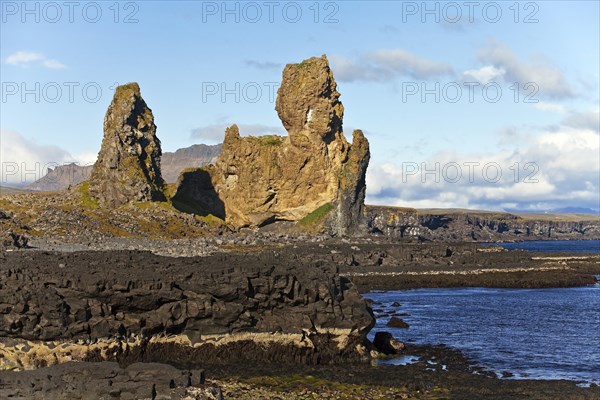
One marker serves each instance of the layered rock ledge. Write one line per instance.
(134, 306)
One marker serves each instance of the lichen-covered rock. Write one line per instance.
(12, 233)
(313, 174)
(128, 165)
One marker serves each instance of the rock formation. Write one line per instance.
(482, 226)
(195, 156)
(312, 174)
(135, 306)
(128, 165)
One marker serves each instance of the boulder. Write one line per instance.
(385, 343)
(396, 322)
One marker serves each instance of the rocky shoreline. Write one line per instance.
(86, 306)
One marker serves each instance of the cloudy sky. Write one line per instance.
(490, 105)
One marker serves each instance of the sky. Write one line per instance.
(481, 105)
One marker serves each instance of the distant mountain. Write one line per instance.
(172, 164)
(61, 177)
(197, 155)
(562, 210)
(11, 190)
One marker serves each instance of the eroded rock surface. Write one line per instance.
(135, 306)
(128, 165)
(311, 172)
(107, 380)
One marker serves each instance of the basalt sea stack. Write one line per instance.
(313, 174)
(128, 165)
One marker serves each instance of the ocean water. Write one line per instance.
(530, 333)
(577, 246)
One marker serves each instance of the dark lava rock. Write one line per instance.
(119, 294)
(128, 165)
(385, 343)
(104, 381)
(395, 322)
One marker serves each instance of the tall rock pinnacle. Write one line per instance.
(128, 165)
(313, 175)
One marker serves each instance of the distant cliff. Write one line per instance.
(197, 155)
(61, 178)
(482, 226)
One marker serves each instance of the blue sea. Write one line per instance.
(576, 246)
(529, 333)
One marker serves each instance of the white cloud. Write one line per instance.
(484, 75)
(552, 107)
(28, 58)
(547, 77)
(24, 161)
(553, 169)
(216, 132)
(385, 65)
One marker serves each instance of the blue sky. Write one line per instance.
(400, 67)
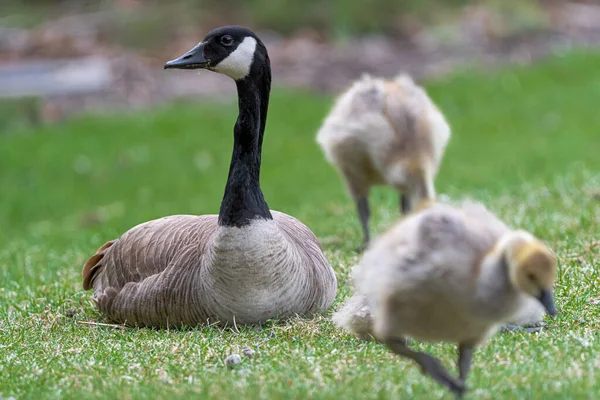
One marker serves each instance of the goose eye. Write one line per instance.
(226, 40)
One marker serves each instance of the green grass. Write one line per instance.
(526, 141)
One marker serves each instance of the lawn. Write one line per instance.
(526, 142)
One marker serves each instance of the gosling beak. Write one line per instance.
(548, 302)
(193, 59)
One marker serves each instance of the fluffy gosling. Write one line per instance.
(385, 132)
(442, 274)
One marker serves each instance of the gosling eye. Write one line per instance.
(226, 40)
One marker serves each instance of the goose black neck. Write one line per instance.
(243, 200)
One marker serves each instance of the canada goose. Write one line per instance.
(385, 132)
(247, 264)
(451, 274)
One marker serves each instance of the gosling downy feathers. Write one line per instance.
(385, 132)
(247, 264)
(451, 274)
(355, 314)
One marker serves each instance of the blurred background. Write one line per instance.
(59, 58)
(96, 137)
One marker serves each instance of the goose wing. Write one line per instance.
(146, 250)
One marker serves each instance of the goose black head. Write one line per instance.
(234, 51)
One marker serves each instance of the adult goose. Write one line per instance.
(246, 265)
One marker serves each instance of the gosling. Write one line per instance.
(385, 132)
(445, 274)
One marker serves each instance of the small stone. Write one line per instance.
(248, 352)
(233, 360)
(70, 312)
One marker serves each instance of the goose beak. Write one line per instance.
(193, 59)
(548, 302)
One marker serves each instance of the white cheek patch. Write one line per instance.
(237, 64)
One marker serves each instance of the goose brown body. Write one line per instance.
(186, 270)
(245, 265)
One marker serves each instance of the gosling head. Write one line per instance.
(234, 51)
(532, 267)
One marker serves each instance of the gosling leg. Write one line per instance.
(362, 205)
(465, 355)
(429, 366)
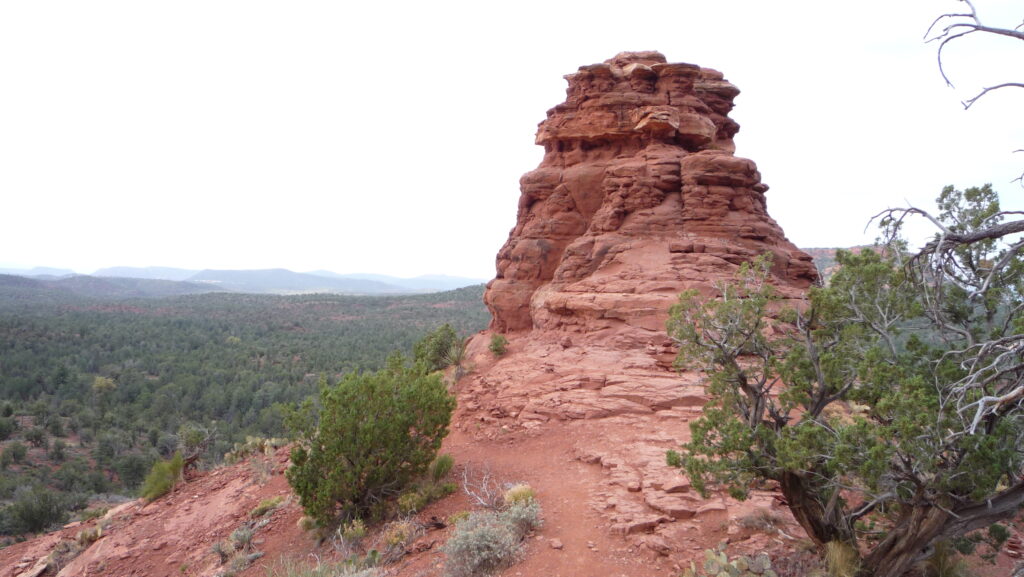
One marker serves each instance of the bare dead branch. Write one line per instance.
(970, 101)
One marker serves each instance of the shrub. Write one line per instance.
(394, 539)
(481, 544)
(352, 462)
(163, 477)
(222, 550)
(36, 437)
(353, 531)
(440, 467)
(57, 450)
(14, 453)
(522, 517)
(498, 344)
(520, 493)
(435, 348)
(7, 427)
(243, 537)
(35, 508)
(412, 502)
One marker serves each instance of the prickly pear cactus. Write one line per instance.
(717, 564)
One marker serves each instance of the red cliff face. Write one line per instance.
(639, 196)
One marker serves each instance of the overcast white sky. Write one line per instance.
(389, 136)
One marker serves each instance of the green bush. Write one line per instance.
(498, 344)
(377, 435)
(163, 477)
(434, 349)
(7, 427)
(34, 509)
(57, 450)
(36, 437)
(440, 467)
(13, 453)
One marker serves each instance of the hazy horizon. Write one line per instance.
(363, 136)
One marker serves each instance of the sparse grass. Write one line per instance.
(287, 567)
(519, 493)
(163, 477)
(485, 542)
(243, 538)
(522, 516)
(266, 505)
(395, 537)
(481, 544)
(89, 514)
(306, 523)
(944, 563)
(842, 560)
(222, 550)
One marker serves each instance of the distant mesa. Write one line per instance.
(148, 282)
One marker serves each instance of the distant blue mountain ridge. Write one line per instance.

++++++

■ What the exercise asks
Reproduce the stretch of data from the line containing "One marker serves each instance of the red" through the end of the data, replacing "distant" with "far-off" and leaving everything else unchanged.

■ Solved problem
One marker serves each instance of the red cliff face. Write one line per instance.
(639, 196)
One marker serves each instance of the overcast white sky. Write one line per instance.
(389, 136)
One marker serves each instance of the green bush. Write one line per instance.
(498, 344)
(377, 435)
(163, 477)
(434, 349)
(7, 427)
(34, 509)
(57, 450)
(36, 437)
(440, 467)
(13, 453)
One marker serves each instance of the hazy horizon. Write one line per instance.
(363, 136)
One marker serves each instance of the sparse grass. Write one line per instance.
(287, 567)
(519, 493)
(163, 477)
(485, 542)
(243, 538)
(522, 516)
(266, 505)
(395, 537)
(481, 544)
(89, 514)
(306, 523)
(944, 563)
(842, 560)
(222, 550)
One marker serves each instance of the far-off mesa. Write one line per instance.
(148, 282)
One marker serves each instance of the far-off blue mountain ridge. Write one line per instance.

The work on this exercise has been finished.